[Dataset entries]
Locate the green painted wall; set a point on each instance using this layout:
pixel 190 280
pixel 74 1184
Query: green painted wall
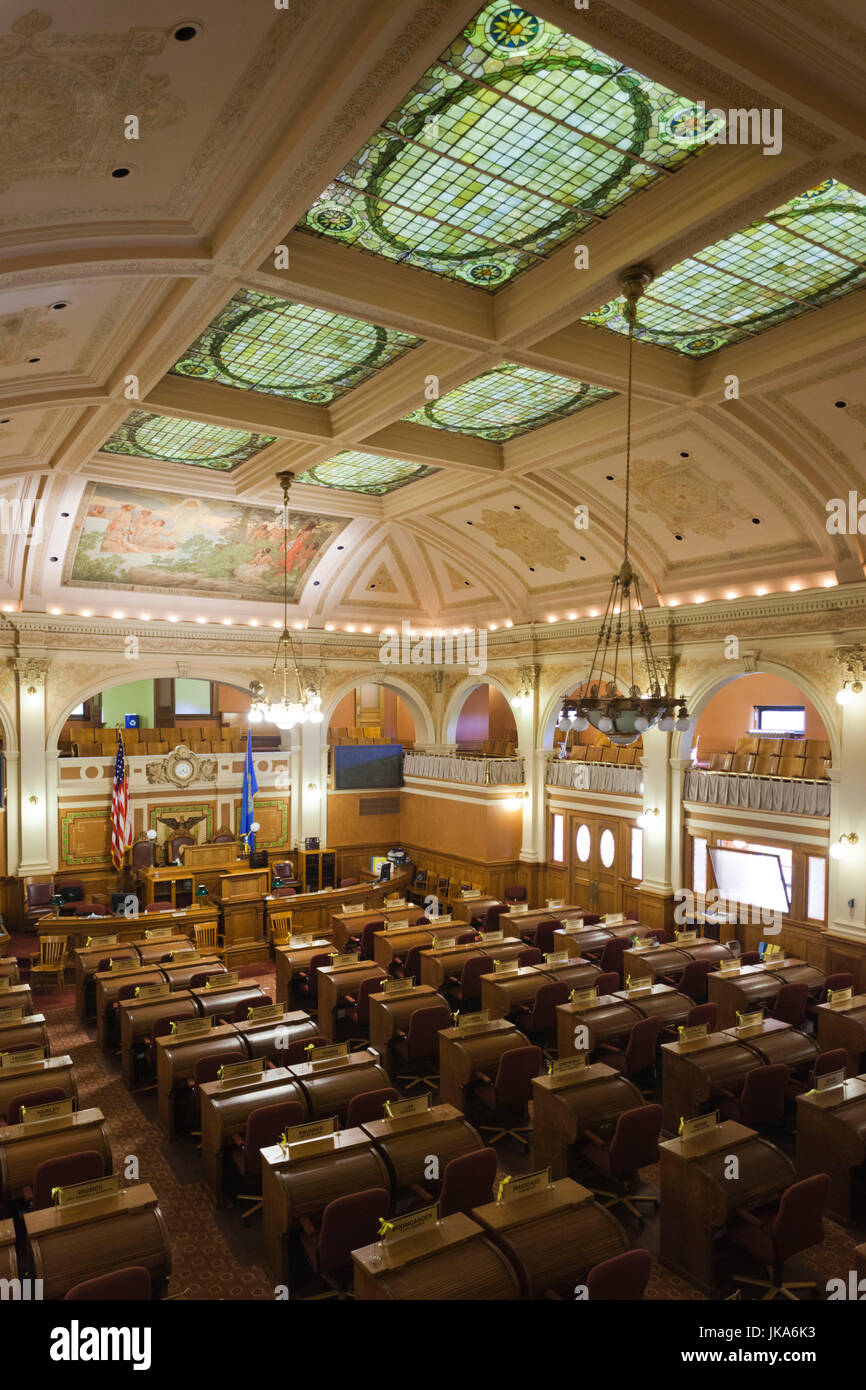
pixel 134 698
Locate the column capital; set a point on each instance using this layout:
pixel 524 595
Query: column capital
pixel 31 670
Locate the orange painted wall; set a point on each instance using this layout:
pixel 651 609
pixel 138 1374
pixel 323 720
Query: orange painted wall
pixel 730 713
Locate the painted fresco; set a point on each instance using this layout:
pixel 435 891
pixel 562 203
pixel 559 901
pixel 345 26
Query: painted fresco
pixel 170 544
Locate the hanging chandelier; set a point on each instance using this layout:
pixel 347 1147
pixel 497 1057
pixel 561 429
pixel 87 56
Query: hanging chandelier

What is required
All lines from the one containing "pixel 138 1374" to the last line above should be reproduced exactly, and no other lines should be given.

The answer
pixel 138 1374
pixel 323 720
Query: orange painted wall
pixel 730 713
Locate the painted fresco; set a point on each instance using this layout:
pixel 435 891
pixel 562 203
pixel 559 901
pixel 345 26
Query: painted fresco
pixel 170 544
Locate the hanging chandelier; set a point on each instance using this layout:
pixel 347 1147
pixel 497 1057
pixel 561 429
pixel 87 56
Query: hanging chandelier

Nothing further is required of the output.